Extrait du texte ::
Oui, j’avais besoin de sortir du cadre sportif. Comme j’avais beaucoup de temps libre à ma disposition, je voulais satisfaire ma nature compétitive, éviter de perdre mon temps et, disons-le, ne pas devenir fou ! J’avais toujours été impliqué dans des œuvres de charité, mais toujours en arrière-plan. Cette fois, j’ai eu l’occasion d’associer mon nom directement à une œuvre – la McBride Youth United Association – qui vise à aider les jeunes. Je n’oublierai jamais le regard de ces jeunes le jour où nous avons distribué 500 manteaux d’hiver. Ça a été très gratifiant pour moi et ça m’a fait autant de bien qu’à eux.

Tu es donc tout l’hiver au Mississippi pour ton entrainement. Quel est le plan A relativement aux Jeux olympiques ?

Je veux juste être le meilleur de ce que je peux être. Mettre l’accent seulement sur ce que je peux contrôler chaque jour. Je sais que je dois m’adapter à toutes sortes de conditions. Ceux qui me connaissent savent que je ne suis pas le plus heureux quand je suis loin de ma famille et que j’aime m’entrainer chez moi. J’ai maintenant davantage d’expérience et je dois me placer dans la situation qui me permettra d’être au meilleur de mes capacités. Qu’il y ait des Jeux olympiques ou seulement des compétitions Diamond League, ça ne change rien.

Les Mondiaux 2019 doivent te paraître bien loin. Comment as-tu surmonté la déception de ne pas aller en finale ?

Je ne le nierai pas, ça a été très dur à digérer. J’ai travaillé avec un psychologue sportif pour m’aider. Je sais ce qui s’est passé. Il se passe tellement de choses dans une course de 800 m que tout peut changer en moins de 30 m. Ce n’est pas tant aux autres que j’ai quelque chose à prouver qu’à moi-même.

Consigne A :: Actualisez un passage de l'entretien : recopiez tout ce qui va de "Oui, j’avais besoin" jusqu'à "Jeux olympiques ?", en remplaçant "manteaux d’hiver" par "paires de bottes".
Consigne B :: Pour chacune des affirmations suivantes sur l'entretien, dites si elle concorde avec ce texte (oui ou non) et citez les mots du texte qui tranchent. (i) La personne interrogée passe tout l'hiver au Mississippi pour s'entraîner. (ii) Lors de la distribution, 300 manteaux d'hiver ont été remis aux jeunes. (iii) Après les Mondiaux 2019, la personne interrogée n'a reçu l'aide de personne.

Enregistrements issus d'une source de données ::

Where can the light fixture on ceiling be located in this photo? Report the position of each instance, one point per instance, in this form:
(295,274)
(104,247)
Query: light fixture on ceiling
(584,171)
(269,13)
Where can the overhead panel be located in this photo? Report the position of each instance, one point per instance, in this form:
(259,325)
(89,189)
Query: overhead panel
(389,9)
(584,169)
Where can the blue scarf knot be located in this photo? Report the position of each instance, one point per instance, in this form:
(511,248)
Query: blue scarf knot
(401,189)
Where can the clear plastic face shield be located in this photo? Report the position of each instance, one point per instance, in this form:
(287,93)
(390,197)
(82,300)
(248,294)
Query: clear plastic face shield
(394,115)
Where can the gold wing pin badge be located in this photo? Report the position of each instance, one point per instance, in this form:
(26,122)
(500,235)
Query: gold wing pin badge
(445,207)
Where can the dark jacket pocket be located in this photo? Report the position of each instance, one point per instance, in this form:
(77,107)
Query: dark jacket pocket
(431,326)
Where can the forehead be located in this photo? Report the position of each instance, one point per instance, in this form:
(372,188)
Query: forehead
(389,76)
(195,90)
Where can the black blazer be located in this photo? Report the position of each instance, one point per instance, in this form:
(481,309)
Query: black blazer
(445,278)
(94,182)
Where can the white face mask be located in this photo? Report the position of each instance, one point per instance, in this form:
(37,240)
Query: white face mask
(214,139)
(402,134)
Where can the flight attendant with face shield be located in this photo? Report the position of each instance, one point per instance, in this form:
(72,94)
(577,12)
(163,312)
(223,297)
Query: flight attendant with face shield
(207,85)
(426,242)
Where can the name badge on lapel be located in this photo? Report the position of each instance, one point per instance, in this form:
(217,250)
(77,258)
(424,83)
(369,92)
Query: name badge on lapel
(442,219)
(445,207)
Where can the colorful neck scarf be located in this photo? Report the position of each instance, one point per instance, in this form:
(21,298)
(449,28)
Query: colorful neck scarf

Réponse rédigée A ::
Oui, j’avais besoin de sortir du cadre sportif. Comme j’avais beaucoup de temps libre à ma disposition, je voulais satisfaire ma nature compétitive, éviter de perdre mon temps et, disons-le, ne pas devenir fou ! J’avais toujours été impliqué dans des œuvres de charité, mais toujours en arrière-plan. Cette fois, j’ai eu l’occasion d’associer mon nom directement à une œuvre – la McBride Youth United Association – qui vise à aider les jeunes. Je n’oublierai jamais le regard de ces jeunes le jour où nous avons distribué 500 paires de bottes. Ça a été très gratifiant pour moi et ça m’a fait autant de bien qu’à eux.

Tu es donc tout l’hiver au Mississippi pour ton entrainement. Quel est le plan A relativement aux Jeux olympiques ?

Réponse rédigée B ::
(i) Oui : « Tu es donc tout l’hiver au Mississippi pour ton entrainement. »
(ii) Non : « nous avons distribué 500 manteaux d’hiver »
(iii) Non : « J’ai travaillé avec un psychologue sportif pour m’aider. »